▸ Tarea
Transcribe todas las líneas que siguen sin alterar ningún carácter.

▸ Líneas proporcionadas
··········

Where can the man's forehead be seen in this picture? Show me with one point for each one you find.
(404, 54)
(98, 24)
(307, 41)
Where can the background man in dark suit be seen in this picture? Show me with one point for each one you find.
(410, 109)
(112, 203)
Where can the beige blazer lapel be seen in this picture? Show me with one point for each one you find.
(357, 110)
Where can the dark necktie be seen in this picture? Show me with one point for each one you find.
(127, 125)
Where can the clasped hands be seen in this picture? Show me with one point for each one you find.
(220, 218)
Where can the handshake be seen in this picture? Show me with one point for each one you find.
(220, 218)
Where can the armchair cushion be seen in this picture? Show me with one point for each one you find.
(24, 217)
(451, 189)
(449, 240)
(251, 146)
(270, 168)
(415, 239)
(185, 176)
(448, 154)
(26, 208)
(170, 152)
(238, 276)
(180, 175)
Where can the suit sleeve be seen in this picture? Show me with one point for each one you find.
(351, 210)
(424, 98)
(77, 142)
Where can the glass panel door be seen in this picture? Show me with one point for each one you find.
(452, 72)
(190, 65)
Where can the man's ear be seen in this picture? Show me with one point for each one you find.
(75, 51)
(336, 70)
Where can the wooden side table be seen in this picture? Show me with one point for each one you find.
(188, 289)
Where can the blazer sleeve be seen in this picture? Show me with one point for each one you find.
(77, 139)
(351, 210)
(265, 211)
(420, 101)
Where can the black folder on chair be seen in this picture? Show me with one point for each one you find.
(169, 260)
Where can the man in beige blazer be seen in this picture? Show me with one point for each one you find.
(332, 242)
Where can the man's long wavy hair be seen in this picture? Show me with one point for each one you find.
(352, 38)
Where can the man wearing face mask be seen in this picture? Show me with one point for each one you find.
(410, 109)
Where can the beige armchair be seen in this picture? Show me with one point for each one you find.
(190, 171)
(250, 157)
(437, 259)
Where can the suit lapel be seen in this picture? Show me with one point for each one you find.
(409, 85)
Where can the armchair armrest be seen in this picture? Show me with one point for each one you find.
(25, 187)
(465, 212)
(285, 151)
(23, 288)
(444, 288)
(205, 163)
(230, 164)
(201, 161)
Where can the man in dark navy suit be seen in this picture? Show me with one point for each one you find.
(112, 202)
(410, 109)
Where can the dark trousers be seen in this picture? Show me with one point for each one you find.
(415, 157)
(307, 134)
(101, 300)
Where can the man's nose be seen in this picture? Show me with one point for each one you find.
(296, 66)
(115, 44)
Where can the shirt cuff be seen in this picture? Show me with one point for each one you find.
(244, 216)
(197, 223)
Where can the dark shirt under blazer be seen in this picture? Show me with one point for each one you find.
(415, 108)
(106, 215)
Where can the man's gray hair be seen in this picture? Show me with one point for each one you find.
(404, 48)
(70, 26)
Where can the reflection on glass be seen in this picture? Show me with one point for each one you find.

··········

▸ Respuesta
Where can the man's forehead be seen in this picture? Show me with one point for each one you find.
(404, 54)
(98, 24)
(307, 41)
Where can the background man in dark suit be seen in this picture? Show me with one point for each one you find.
(410, 109)
(112, 203)
Where can the beige blazer lapel be seen in this picture? Show me with one point for each one you find.
(357, 110)
Where can the dark necktie be seen in this picture? Show me with one point for each one you find.
(127, 125)
Where can the clasped hands be seen in this picture? Show me with one point for each one you find.
(220, 218)
Where can the handshake be seen in this picture? Show me with one point for each one you find.
(220, 218)
Where can the armchair cushion be seen in this picture? Show me with one point for each one you find.
(24, 217)
(451, 189)
(449, 240)
(251, 146)
(270, 168)
(415, 239)
(185, 176)
(448, 154)
(26, 208)
(170, 152)
(238, 276)
(180, 175)
Where can the suit sleeve be seen in this picture? Show me with one point for each one you find.
(351, 210)
(424, 98)
(77, 142)
Where can the glass panel door be seen in this picture? Show me with one point for each one you find.
(452, 72)
(190, 65)
Where can the man's ear be seen in this picture? Show me with one point for each one you find.
(75, 51)
(336, 70)
Where can the wooden side table be seen in this picture? Show me with one point for each one you find.
(188, 289)
Where can the blazer sleeve be seen in this picture? Show me with one point for each one you find.
(77, 139)
(351, 210)
(265, 211)
(420, 101)
Where can the black folder on chair be seen in this picture? Show me with one point for each one you find.
(169, 260)
Where can the man in beige blazer be seen in this picture? Show me with one point for each one you find.
(332, 242)
Where can the man's long wavy hair be seen in this picture? Show me with one point for each one you find.
(352, 38)
Where can the man wearing face mask be seen in this picture? Show me with one point for each one you find.
(410, 109)
Where can the beige armchair be seen in this picture? Show me with one point for each one you find.
(190, 171)
(250, 157)
(437, 259)
Where can the suit lapel be seen in this picture? Show me with one point for each one you find.
(409, 85)
Where can the armchair armrest be seen in this picture? Show me with one point for each one you find.
(25, 187)
(465, 212)
(285, 151)
(23, 288)
(444, 288)
(205, 163)
(230, 164)
(201, 161)
Where can the man in dark navy suit be seen in this picture? Show me with one point for each one you find.
(112, 202)
(410, 109)
Where can the dark trousers be seen in this picture? Show me with one point for each one you find.
(415, 157)
(307, 134)
(101, 300)
Where can the man's nose be seen in this picture? Show me with one point for each one you find.
(296, 66)
(115, 44)
Where can the shirt cuff be seen in this picture? Show me with one point for each one you find.
(244, 216)
(197, 223)
Where can the dark shirt under blazer be seen in this picture? Show me with one point for each one you find.
(415, 108)
(106, 215)
Where can the man's gray hair be seen in this picture? Show me with one point for each one you find.
(404, 48)
(70, 26)
Where can the reflection on glass be seen in this picture? Show me with one point for each one you find.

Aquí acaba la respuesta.